* _WHAT YOU NEED TO DO_:
Lay out the lines of the listing as a numbered list, leaving out blank lines. Include only the lines from the one containing "of the fingers" through the end of the listing, inclusive.

[Object pointing dataset rows]
--- START ---

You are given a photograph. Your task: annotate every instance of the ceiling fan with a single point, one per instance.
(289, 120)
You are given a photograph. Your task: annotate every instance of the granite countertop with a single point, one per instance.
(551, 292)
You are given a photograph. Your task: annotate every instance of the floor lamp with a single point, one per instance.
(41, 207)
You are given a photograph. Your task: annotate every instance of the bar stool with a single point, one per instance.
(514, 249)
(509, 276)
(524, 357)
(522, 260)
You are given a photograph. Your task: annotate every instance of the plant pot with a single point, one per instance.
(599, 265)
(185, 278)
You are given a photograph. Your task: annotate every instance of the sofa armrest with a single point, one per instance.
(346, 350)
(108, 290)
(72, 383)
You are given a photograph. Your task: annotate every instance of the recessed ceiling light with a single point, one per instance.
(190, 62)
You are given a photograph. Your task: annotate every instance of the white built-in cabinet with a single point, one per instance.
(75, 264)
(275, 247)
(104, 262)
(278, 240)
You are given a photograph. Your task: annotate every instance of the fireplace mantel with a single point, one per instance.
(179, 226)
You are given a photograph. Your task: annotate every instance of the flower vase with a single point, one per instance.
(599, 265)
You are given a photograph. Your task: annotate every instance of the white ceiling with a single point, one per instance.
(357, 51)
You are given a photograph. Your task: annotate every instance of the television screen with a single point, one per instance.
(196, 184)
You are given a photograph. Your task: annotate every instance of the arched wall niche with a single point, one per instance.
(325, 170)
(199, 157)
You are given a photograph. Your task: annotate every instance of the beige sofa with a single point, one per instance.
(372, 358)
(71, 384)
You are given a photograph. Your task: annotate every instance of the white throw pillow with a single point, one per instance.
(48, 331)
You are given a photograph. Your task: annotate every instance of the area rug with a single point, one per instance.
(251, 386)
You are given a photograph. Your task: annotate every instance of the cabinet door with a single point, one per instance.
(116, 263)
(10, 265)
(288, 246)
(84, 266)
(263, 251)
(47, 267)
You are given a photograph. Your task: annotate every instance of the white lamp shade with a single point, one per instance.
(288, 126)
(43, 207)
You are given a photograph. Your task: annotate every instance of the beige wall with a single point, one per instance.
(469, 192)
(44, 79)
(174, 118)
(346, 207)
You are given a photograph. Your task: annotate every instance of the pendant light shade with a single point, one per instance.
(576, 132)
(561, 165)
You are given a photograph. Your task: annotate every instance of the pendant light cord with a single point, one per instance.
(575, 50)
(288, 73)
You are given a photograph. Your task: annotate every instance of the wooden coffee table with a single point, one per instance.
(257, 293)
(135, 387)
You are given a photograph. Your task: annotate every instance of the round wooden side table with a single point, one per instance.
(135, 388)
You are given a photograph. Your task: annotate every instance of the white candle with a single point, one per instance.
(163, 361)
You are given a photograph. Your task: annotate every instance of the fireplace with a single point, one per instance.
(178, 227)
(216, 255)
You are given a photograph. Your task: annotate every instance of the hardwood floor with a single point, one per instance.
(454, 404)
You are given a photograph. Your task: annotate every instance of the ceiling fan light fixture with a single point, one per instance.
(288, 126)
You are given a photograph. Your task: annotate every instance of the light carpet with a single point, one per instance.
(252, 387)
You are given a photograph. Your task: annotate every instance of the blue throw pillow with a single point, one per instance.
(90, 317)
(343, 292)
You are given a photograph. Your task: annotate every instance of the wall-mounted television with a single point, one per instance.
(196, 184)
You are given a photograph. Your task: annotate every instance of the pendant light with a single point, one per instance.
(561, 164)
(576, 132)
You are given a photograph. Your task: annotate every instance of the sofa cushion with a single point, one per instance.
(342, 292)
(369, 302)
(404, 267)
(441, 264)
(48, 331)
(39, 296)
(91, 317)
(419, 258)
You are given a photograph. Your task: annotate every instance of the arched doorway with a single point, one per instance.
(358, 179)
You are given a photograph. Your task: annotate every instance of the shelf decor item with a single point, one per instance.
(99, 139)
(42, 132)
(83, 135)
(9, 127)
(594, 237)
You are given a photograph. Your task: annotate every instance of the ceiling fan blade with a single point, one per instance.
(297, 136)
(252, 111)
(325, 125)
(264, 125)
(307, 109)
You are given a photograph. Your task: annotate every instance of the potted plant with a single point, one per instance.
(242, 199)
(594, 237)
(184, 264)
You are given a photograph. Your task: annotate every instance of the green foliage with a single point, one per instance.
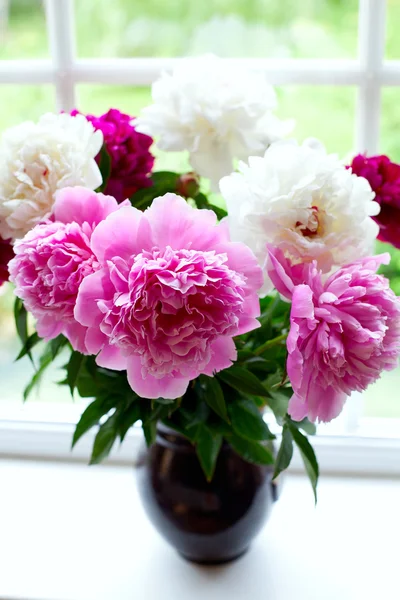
(243, 381)
(105, 167)
(225, 409)
(49, 353)
(285, 452)
(307, 454)
(208, 444)
(255, 452)
(162, 182)
(247, 421)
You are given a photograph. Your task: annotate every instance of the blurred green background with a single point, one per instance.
(231, 28)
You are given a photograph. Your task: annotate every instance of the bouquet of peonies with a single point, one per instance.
(174, 309)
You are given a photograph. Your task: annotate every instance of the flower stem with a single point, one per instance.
(271, 343)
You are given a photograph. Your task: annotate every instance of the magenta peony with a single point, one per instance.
(343, 333)
(53, 259)
(6, 254)
(131, 159)
(384, 178)
(171, 293)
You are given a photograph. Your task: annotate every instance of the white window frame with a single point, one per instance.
(46, 432)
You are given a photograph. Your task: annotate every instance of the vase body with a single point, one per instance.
(207, 522)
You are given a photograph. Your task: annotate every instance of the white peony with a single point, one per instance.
(303, 201)
(216, 111)
(36, 160)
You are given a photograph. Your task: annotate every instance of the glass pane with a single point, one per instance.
(98, 99)
(18, 103)
(23, 29)
(252, 28)
(390, 140)
(382, 399)
(392, 29)
(324, 112)
(24, 102)
(15, 376)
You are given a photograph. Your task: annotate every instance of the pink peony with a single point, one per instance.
(6, 254)
(343, 333)
(384, 178)
(131, 159)
(171, 293)
(53, 259)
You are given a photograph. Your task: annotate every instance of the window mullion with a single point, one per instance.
(371, 32)
(61, 33)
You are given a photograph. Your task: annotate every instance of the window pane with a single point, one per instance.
(23, 102)
(22, 29)
(324, 112)
(382, 398)
(253, 28)
(390, 140)
(392, 29)
(97, 99)
(15, 376)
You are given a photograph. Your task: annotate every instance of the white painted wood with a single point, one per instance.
(69, 532)
(371, 40)
(61, 33)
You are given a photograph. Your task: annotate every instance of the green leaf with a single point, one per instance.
(105, 167)
(128, 418)
(306, 426)
(308, 456)
(243, 381)
(285, 452)
(278, 403)
(213, 395)
(73, 369)
(150, 431)
(21, 320)
(164, 401)
(208, 445)
(247, 421)
(29, 344)
(58, 344)
(220, 212)
(162, 182)
(104, 440)
(257, 363)
(254, 452)
(91, 416)
(44, 361)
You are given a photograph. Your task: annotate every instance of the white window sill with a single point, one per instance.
(73, 532)
(44, 432)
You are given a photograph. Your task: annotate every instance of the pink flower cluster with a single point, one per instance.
(6, 254)
(129, 150)
(343, 332)
(160, 294)
(53, 258)
(384, 178)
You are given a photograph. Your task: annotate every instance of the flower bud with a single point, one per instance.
(188, 185)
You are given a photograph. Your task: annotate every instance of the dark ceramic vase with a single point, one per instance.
(207, 522)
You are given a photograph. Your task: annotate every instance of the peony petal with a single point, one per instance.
(242, 260)
(123, 233)
(302, 303)
(176, 224)
(298, 408)
(169, 387)
(279, 271)
(92, 289)
(110, 357)
(223, 355)
(80, 205)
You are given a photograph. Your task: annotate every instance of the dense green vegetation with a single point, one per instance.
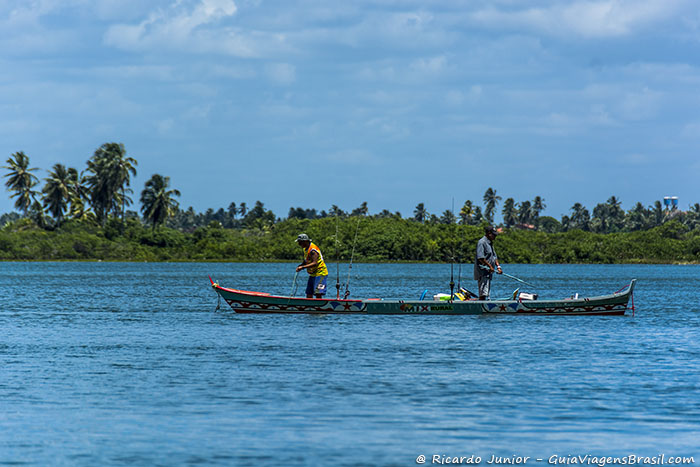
(83, 216)
(383, 239)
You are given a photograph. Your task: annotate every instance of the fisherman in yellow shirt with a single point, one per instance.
(315, 266)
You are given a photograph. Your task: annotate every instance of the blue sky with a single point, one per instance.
(395, 102)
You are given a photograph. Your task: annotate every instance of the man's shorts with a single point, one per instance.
(485, 286)
(316, 285)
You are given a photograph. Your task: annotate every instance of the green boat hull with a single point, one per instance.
(259, 302)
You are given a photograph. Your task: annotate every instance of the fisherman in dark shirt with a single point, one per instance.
(486, 262)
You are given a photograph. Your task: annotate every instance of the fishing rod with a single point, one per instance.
(352, 256)
(452, 260)
(519, 280)
(508, 275)
(337, 261)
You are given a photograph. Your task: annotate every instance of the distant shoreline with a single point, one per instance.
(377, 240)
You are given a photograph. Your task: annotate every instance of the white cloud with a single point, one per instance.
(185, 26)
(281, 73)
(589, 19)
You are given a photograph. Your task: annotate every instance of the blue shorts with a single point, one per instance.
(316, 285)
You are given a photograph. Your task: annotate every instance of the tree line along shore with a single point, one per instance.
(365, 239)
(85, 215)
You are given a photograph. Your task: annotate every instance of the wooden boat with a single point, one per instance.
(259, 302)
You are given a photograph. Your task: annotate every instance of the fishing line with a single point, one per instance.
(352, 256)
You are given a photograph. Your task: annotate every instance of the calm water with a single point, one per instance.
(111, 363)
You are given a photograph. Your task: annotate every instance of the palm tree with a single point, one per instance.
(637, 218)
(617, 215)
(57, 192)
(109, 180)
(466, 213)
(125, 167)
(509, 213)
(658, 214)
(491, 200)
(79, 196)
(525, 213)
(361, 211)
(537, 207)
(447, 217)
(157, 201)
(420, 213)
(478, 217)
(21, 180)
(580, 217)
(336, 211)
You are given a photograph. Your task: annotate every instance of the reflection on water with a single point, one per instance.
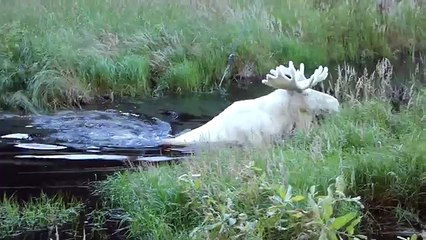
(133, 125)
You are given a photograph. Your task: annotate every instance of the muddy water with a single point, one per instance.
(61, 151)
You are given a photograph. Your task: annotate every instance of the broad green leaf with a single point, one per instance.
(289, 193)
(197, 184)
(327, 211)
(297, 198)
(297, 215)
(343, 220)
(232, 221)
(351, 228)
(340, 184)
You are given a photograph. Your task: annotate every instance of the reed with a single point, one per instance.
(60, 53)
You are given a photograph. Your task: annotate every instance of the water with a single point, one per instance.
(62, 152)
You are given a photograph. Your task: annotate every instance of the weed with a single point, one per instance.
(58, 54)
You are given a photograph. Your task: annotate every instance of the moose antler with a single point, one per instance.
(294, 80)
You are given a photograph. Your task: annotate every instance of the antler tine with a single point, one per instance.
(291, 79)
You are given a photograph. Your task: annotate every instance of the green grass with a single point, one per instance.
(60, 53)
(43, 213)
(368, 150)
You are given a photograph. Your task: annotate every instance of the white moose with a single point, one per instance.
(292, 106)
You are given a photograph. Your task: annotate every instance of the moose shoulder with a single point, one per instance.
(293, 105)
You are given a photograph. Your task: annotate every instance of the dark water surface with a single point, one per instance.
(64, 151)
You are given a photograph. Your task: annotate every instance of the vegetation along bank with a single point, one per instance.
(63, 53)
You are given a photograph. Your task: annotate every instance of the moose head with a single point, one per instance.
(292, 106)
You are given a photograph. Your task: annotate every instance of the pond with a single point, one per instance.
(61, 152)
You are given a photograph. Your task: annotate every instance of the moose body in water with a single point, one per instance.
(292, 106)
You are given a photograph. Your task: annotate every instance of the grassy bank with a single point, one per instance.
(61, 53)
(41, 214)
(369, 161)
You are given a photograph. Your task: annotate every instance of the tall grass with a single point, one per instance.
(43, 213)
(61, 53)
(369, 150)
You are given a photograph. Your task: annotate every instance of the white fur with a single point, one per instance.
(263, 119)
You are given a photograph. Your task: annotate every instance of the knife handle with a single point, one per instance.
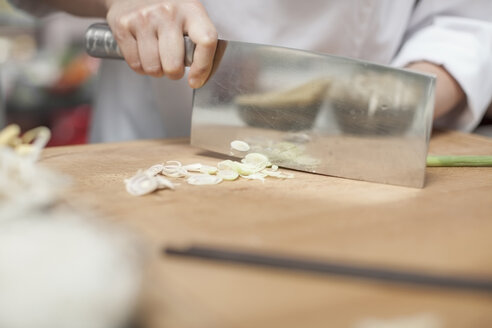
(100, 43)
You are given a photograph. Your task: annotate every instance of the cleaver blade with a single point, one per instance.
(309, 111)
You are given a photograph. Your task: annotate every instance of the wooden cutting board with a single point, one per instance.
(444, 228)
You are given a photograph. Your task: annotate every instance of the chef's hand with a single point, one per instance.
(449, 94)
(150, 36)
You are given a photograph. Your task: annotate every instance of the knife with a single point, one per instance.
(308, 111)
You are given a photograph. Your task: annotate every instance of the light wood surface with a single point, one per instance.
(444, 228)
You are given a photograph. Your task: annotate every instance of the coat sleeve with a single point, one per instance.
(456, 34)
(33, 7)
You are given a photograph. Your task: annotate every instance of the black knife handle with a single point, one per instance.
(100, 43)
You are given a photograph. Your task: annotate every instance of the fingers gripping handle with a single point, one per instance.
(100, 42)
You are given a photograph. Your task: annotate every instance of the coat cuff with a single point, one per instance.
(464, 48)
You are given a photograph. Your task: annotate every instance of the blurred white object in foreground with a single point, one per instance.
(59, 268)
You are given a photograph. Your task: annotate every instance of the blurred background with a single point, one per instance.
(45, 76)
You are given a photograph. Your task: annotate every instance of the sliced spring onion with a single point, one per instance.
(204, 179)
(154, 169)
(163, 183)
(240, 146)
(256, 159)
(141, 184)
(255, 176)
(193, 167)
(207, 169)
(228, 175)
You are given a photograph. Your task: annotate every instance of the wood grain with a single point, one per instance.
(445, 227)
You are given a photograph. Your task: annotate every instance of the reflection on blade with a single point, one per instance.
(318, 113)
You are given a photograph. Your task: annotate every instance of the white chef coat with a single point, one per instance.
(454, 33)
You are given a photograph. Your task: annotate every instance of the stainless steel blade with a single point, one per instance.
(317, 113)
(309, 111)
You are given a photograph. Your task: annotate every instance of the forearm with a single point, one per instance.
(88, 8)
(449, 94)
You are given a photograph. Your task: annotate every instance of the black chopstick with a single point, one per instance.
(334, 268)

--- END ---

* _RESPONSE TO THE TASK_:
1. You are given a photograph. Your task: annotate every instance of the fingers gripping handle with a single point, one per instance.
2. (100, 42)
3. You are given a photograph. Your task: annotate every instance of the coat cuff with a single point, one per instance.
4. (464, 48)
5. You are given a photograph. Your task: annotate every instance of the blurred white object in foreground with a single point, one per instance.
6. (59, 268)
7. You are given a photograph. Your task: annotate every instance of the blurred background with a single point, one per instance.
8. (45, 76)
9. You are given a photograph. Your task: annotate every instance of the sliced spring onion with a single point, one per instance.
10. (204, 179)
11. (154, 169)
12. (163, 183)
13. (240, 146)
14. (256, 159)
15. (141, 184)
16. (255, 176)
17. (193, 167)
18. (207, 169)
19. (228, 175)
20. You are given a photograph. Your task: annotate every instance of the wood grain with a single point, one per instance.
21. (445, 227)
22. You are given a photograph. Your task: annotate every instance of the reflection on blade with a single point, one per instance.
23. (318, 113)
24. You are given a photograph. Your task: annotate every instance of the white chef coat with a single point, one per instance.
25. (454, 33)
26. You are given a photograph. Your task: annotate every instance of the stainless steel blade with a single point, one per instance.
27. (317, 113)
28. (309, 111)
29. You are given a photograph. Your task: annotate every instance of the forearm with a single point, one per instance.
30. (88, 8)
31. (449, 94)
32. You are given a photograph. Your task: annotate every instance of the black chopstick with a single point, one per instance.
33. (334, 268)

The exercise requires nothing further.